---- PASSAGE TO READ
Thursday, 10 September 2009

Getaway

Transmission Starts...

It's an undisclosed date, time and place.
The trees are still and the air heavy. A Renault Sport Clio Cup 172, driven by The Mechanic, bites hard on the English air. We overtake desperately...

"Let me take you round the lanes" he'd said.

I'd had a short go in the 172. I'd found it to be a revelation. I could actually feel the front axle moving around in my hands. The steering was brilliant, the engine, eager and sonorous. I'd feared an over rated, uncomfortable cardboard box. True, the Renault is no solid German but it's better then you think. True, the last Clio I'd driven had felt odd, somehow perching you on top of the car instead of inside it.
But the 172...
The 172 was comfortable, the ride wasn't too hard, the gearbox, although slightly vague didn't suffer from French pudding syndrome. In other words it didn't feel like I was stirring porridge. Even though it didn't have ABS or any sort of electronic aids I was sure we would be ok.
Thus;

Rule No. 002 - Safety Is Absolutely Coupled To Feel

After promised lanes an over eager exit from town had met a 330d in police livery coming the other way. After I'd sent my friend down a dead end drive way we'd exited and cooled off. We'd turned back and got on it again. We'd met the 330d again. The 172 providing the extension to his strength, The Mechanic had hurled us down the road towards lanes unclassified.
"We'll be fine" I'd assure.
"We'll be reported" I'd schizophrenically added.
Later, the Renault ticking at the side of the road, I'd asked the more mundane questions. The answers, 35-40 mpg, no major trouble, totally reliable, had told me all I needed to know. I want one. I want one badly. Perhaps not badly enough to get chased around though...

Transmission Ends....




Friday, 4 September 2009

Bank Job

Transmission Starts...

Of course you know that the thumpa-thumpa of those Imprezas that cruise around town and city centre one-way systems on this island Britain is artificial. It's all in the exhaust lengths you see. What's important though, what's important is that it is easily discernible.
When that thumpa-thumpa turned into a loud snarl then a popping on the overrun I knew what was being chased. Police sirens flooded the distant night but our man (or woman) in his (or her) Impreza was doing a good job of keeping the fuzz at bay. I could hear him (her) snarl down the Lansdown road, pop and crackle down the gears before screeching around the roundabout at the top of Montpelier.
--------
» **WHAT YOU NEED TO DO**:
A. In the car blog, list the answers the writer received to the more mundane questions asked about the Renault.
B. Render this sentence from the car blog into Spanish: "I could actually feel the front axle moving around in my hands."
C. Carry the car blog forward from its final sentence, keeping its voice.
---- DATA BLOCK
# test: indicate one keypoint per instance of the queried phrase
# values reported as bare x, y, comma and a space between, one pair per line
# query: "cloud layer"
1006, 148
--------
» **PER-TASK ANSWERS**:
A.
- 35-40 mpg
- no major trouble
- totally reliable

B. Realmente podía sentir el eje delantero moviéndose en mis manos.

C.
Of course they'd get him in the end. Once the police became airborne he'd (she'd) be done for. That turbo flat-four would glow so fiercely that any old idiot with heat sensitive goggles would see him. Plod in a whirly-bird would have no trouble at all.

So we live in a world of CCTV and helicopters. So we live in a world of GPS. Putting all of that to one side though, imagining all of these things did not exist, that it was still driver -vs- driver,
What
Would
I
Choose?
something big of course. Something big enough to ram a police spec X-5 or Range Rover. Something fast, something high and 4WD. Something able to cross a field but shoot down a motorway.
I'm gonna rule out the police choice afore mentioned SUV's. The baddies never drive the same vehicle as the goodies. That is not how it is written. Porsche is out. I got drunk the other day and kicked one as hard as I could. No criminal damage. To solid. A case made you might think, but I hate the things. Case closed, I think.
That leaves the BMW X6 M. Almost as offensive as the Porsche, but not quite. The new bimmer has the guts and the glory. Imagine coming across a road block of 330d's and Volvo T-5's. Imagine putting your foot down and listening to the growl of a 547bhp twin turbo V8 marshaling near as damn it 2.4 tons of German battering ram. Imagine the patrol car's engine bay spread over the carriage-way as you roar off into the night. It's everything you need. Everything you need for a bank heist.
The man who lives at the tip of my home road, however, is not a bank robber. He does live in a world of GPS, CCTV and helicopters. He doesn't need a 2.4 ton four seater that does an average of 16 mpg. He simply trundles around in it, kids in the back.
Fool.

Transmission Ends...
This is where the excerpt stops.